Document passage
When we see someone who is sad, angry or anxious, it is our instinct to ask “what’s wrong?” However, someone dealing with a mental health problem may have certain thoughts or feelings that aren’t related to a specific situation or event. So when approaching a friend who is showing signs of a problem or dealing with emotional distress, it is important to be patient and supportive. You may not be able to understand how your friend is feeling and it may seem uncomfortable or awkward to discuss personal and emotional issues, but you can listen and let them know they aren’t alone.
Here are some key points you can communicate to a friend in need.
We all go through tough times. Sometimes people see asking for help as a sign of weakness so you can comfort your friend by giving them an example of a time you or someone you know struggled and needed support.
You can feel better. Your friend may feel hopeless or like no one can understand or help them, so it’s important to make them see that reaching out for support is the first step to feeling better. Mental health problems are treatable and manageable once identified, so sometimes we need a mental check-up in the same way we get other medical exams.

Actions to take
a: Reproduce the passage on supporting a friend from "You can feel" to "other medical exams.".
b: Carry on the passage on supporting a friend, picking up after its last sentence.
The listing that comes next has nothing to do with this work.

Data shown

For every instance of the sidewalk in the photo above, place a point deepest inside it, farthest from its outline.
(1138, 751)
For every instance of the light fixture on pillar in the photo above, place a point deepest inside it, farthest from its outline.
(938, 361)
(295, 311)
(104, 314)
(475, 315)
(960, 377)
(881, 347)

Expected responses
a:
You can feel better. Your friend may feel hopeless or like no one can understand or help them, so it’s important to make them see that reaching out for support is the first step to feeling better. Mental health problems are treatable and manageable once identified, so sometimes we need a mental check-up in the same way we get other medical exams.

b:
It’s OK to ask for help. Remember that our backgrounds, cultures and experiences can have a huge impact on how we view help-seeking. Some people may come from families or cultures where asking for help or seeing a mental health professional is shunned or thought of as weak. Thinking about why a friend might be reluctant get help can be important in deciding how to suggest they reach out for support.
If you are concerned that a friend is thinking about harming themselves or someone else, it is important that you don’t try and deal with that situation alone. You can call the Suicide Prevention Lifeline at 1-800-273-TALK for guidance or contact your school’s counseling center or a mental health professional in your community. If there is an immediate threat of harm, call 9-1-1 or your school’s emergency number.